*Document excerpt*
━━━━━━

Water4All has helped nearly 15,000 Baltimore households, but auto enrollment and re-enrollment is needed to reach legislative goals for the program

Baltimore, MD — Today, the Office of Water Advocacy and Customer Appeals (WACA) unveiled a proposal to boost enrollment and re-enrollment in the City’s Water4All program. At a hearing held by the Baltimore City Committee on Legislative Investigations, WACA’s Chief R. Anthony Mills unveiled a proposal to expand the reach of the Water4All program — a prevailing issue in the program’s three years of operation. 

Signed into law in 2020, the Water Accountability and Equity Act established the Water4All program, which began in 2022, and WACA to address widespread concerns about unaffordable and inaccurate water bills. TheWater4All program is an income-based water affordability program intended to make water more accessible for low-income residents. So far, the program has helped nearly 15,000 Baltimore households — approximately 45 percent of the legislative enrollment goal — while the annual re-enrollment rate lingers at only 11 percent. 

Ahead of the Committee’s first oversight hearing in September, the Baltimore Right to Water Coalition outlined recommendations to improve the program, including urging improvements to the enrollment and re-enrollment processes, as well as debt forgiveness. 

“We applaud Chief Mills for advancing a plan to auto-enroll households in the Water4All program. This visionary framework will remove barriers to assistance for thousands of families,” said Food & Water Watch’s Public Water for All Program Director Mary Grant. “We look forward to working together on the successful implementation of this plan, and next, we need the city to address the ongoing crisis of household water debt. By auto-enrolling families in Water4All and providing water debt forgiveness, Baltimore City will protect the human right to water for all Baltimoreans.”

━━━━━━

*Supplied data*
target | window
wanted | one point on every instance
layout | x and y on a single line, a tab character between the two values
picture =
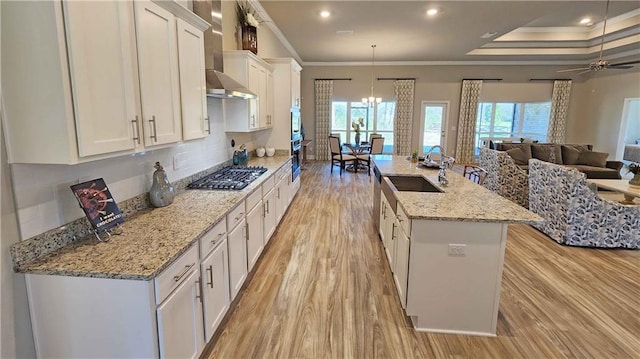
512	120
377	119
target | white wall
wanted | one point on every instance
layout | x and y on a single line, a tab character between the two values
443	83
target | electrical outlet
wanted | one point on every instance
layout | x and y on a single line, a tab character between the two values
457	249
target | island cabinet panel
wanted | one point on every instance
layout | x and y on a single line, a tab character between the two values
83	317
455	274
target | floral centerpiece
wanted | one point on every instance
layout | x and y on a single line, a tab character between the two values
248	23
357	125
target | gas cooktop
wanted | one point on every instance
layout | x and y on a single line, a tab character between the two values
229	178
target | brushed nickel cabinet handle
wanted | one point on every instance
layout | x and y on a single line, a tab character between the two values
154	136
135	130
210	282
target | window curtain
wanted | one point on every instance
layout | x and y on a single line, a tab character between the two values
559	107
469	99
324	95
403	119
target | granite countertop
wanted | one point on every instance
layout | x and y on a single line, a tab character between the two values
461	199
152	239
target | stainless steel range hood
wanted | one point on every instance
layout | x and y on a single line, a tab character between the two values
219	85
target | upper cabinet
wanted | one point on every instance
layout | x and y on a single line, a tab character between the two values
159	77
89	80
256	75
195	122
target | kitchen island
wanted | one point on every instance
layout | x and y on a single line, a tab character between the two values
445	246
162	286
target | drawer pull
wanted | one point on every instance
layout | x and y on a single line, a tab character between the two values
179	276
210	282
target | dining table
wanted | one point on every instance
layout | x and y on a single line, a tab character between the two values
357	150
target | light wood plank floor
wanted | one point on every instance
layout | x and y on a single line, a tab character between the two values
324	289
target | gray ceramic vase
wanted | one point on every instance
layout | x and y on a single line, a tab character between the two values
161	193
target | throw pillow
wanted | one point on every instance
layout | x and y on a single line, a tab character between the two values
570	155
518	155
591	158
547	152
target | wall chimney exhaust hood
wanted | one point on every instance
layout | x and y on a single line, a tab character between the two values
219	85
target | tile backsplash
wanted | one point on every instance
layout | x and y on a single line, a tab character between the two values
44	200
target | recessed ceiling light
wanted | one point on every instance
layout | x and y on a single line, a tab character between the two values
489	35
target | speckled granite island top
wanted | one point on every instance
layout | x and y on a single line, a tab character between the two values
461	200
153	239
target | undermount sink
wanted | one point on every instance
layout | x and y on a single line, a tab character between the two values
412	184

━━━━━━

*What this exercise asks*
1 > Output the Water4All excerpt from "Signed into law" up to and including "only 11 percent.".
2 > Condense the paragraph of the Water4All excerpt that opens with "Signed into law in 2020" into a bulleted list that keeps its main facts.
The listing is not needed for this work.

*Answers given*
1 >
Signed into law in 2020, the Water Accountability and Equity Act established the Water4All program, which began in 2022, and WACA to address widespread concerns about unaffordable and inaccurate water bills. TheWater4All program is an income-based water affordability program intended to make water more accessible for low-income residents. So far, the program has helped nearly 15,000 Baltimore households — approximately 45 percent of the legislative enrollment goal — while the annual re-enrollment rate lingers at only 11 percent.

2 >
- The Water Accountability and Equity Act became law in 2020.
- It created WACA and the Water4All program, which began in 2022, in response to concerns about unaffordable and inaccurate water bills.
- Water4All is an income-based water affordability program for low-income residents.
- It has helped nearly 15,000 Baltimore households, about 45 percent of the legislative enrollment goal.
- The annual re-enrollment rate is only 11 percent.